_SELECTED EXCERPT_:
* start *

Bug #26232 | review of bug #20944 / proof of concept attached | ||
---|---|---|---|
Submitted: | 9 Feb 2007 17:28 | Modified: | 15 Feb 2007 18:36 |
Reporter: | Martin Friebe (Gold Quality Contributor) (OCA) | Email Updates: | |
Status: | Verified | Impact on me: | |
Category: | MySQL Server: Optimizer | Severity: | S3 (Non-critical) |
Version: | 4.1.22, 5.0.34, 5.0.36-BK | OS: | Linux (Linux) |
Assigned to: | CPU Architecture: | Any | |
Tags: | Contribution, Optimizer, qc, range |
[9 Feb 2007 17:28]
Martin Friebe
[10 Feb 2007 23:23]
Martin Friebe
From my very limited search through the source code, it would appear to me that this can be amended in mi_range.c. mi_records_in_range seems to be called for each value in the IN list (or each pair, if multi column key, with 2 IN) It calls _mi_record_pos twice (for start_pos and end_pos), if both results are equal (same entry in the index?) then mi_records_in_range returns 1 row. However, I believe that if: 1) the min_key and max_key are equal 2) both results from _mi_record_pos are equlal 3) both keylookups returned, but did not actually find a hit. Then there a 0 rows and this could be returned. - The 1st condition, does probably not need to be checked (or only an assert for debug) - For the 3rd condition a way needs to be found to return the additional info. One place that indicates a non-hit seems here: if (pos == HA_OFFSET_ERROR) DBUG_RETURN(0.5); But there may be more places to check, for non-hits? - I have tested this, and it appears to lower the effect: - the narrow conditon stil sometimes returns more, but less than without the above condition - also 5.0 still expects more than 4.1 I also seem to be able to pass all tests (as far as I pass them without this), except where I expected the behaviour to change. --- Maybe on failure the 2nd call to _mi_record_pos can even be ommitted? (I havent tested this), but if both (min_key and max_key are equal, and the 1st call fails to hit an entry in the index, so should the 2nd?

* end *

_SET EXERCISE A_: In the bug report, which source file does the reporter say could be amended?

_TASK MATERIAL_:
* start *

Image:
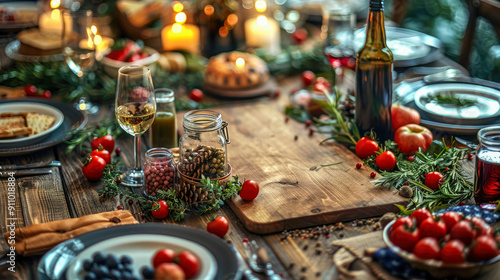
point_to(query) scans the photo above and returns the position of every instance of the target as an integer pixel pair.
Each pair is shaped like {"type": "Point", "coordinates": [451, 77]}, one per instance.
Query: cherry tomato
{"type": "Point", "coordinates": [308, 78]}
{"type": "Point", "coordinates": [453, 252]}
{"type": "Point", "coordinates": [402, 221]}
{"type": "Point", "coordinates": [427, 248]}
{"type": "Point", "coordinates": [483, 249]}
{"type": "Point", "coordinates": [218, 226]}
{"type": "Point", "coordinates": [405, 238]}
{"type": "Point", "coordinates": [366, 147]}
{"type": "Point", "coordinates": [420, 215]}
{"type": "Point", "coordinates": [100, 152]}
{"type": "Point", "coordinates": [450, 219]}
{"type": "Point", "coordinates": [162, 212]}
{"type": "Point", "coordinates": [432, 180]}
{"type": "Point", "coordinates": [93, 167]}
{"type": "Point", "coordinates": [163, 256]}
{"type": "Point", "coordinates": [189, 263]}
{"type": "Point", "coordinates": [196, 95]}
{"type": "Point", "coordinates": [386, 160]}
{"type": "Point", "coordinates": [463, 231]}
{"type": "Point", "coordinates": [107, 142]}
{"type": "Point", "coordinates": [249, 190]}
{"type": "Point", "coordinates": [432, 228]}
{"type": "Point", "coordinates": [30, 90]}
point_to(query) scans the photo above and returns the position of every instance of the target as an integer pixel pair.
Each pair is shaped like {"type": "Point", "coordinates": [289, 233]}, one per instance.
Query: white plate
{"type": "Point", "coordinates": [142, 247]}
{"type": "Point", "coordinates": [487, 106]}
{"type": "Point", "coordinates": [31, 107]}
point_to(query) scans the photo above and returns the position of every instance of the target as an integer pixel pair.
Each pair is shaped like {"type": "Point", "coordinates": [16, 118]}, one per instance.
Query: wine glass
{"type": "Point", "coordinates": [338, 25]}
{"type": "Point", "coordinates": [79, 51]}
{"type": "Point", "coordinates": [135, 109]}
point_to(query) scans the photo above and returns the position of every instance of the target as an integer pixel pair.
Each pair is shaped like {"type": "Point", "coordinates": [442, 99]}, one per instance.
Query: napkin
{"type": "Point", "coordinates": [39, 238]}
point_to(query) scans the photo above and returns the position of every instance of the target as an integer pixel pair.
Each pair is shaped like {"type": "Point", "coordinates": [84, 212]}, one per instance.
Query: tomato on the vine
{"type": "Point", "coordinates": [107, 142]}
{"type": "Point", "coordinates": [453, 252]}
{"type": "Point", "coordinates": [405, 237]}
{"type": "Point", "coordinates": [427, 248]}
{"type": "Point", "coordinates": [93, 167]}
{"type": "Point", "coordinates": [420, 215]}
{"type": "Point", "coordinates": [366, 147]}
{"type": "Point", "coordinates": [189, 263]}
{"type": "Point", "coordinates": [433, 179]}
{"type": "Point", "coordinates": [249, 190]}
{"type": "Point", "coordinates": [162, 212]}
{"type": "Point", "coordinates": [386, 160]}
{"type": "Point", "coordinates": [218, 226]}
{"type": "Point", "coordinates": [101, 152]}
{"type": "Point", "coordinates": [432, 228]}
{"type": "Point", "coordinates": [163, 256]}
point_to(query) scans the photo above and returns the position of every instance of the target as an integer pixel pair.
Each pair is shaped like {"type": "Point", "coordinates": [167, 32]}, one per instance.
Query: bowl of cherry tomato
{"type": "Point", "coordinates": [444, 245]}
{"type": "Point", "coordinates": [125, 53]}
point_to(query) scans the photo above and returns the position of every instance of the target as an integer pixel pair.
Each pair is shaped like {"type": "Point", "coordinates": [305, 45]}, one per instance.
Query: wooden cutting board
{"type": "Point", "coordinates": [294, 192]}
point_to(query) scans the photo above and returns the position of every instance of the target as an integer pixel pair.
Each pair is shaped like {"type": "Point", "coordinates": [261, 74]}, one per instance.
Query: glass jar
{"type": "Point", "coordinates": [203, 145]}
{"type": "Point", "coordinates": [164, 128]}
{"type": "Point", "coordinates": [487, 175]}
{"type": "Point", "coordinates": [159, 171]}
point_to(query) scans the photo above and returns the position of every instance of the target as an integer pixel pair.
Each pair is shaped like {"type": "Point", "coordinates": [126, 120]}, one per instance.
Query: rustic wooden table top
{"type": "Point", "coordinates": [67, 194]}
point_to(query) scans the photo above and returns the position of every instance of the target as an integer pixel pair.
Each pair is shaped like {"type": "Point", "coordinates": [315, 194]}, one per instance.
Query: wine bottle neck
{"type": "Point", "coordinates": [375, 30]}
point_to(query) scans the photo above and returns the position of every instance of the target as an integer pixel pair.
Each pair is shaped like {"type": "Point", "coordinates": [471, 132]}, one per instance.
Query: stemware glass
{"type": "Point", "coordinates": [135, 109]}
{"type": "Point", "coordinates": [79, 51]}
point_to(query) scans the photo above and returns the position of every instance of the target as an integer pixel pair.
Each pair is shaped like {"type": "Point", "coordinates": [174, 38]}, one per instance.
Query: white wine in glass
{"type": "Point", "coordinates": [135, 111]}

* end *

_SET EXERCISE B_: Report every line of the records that contains the word "wine".

_WORKED ANSWER A_: mi_range.c

_WORKED ANSWER B_:
Query: wine glass
Query: wine bottle neck
Query: white wine in glass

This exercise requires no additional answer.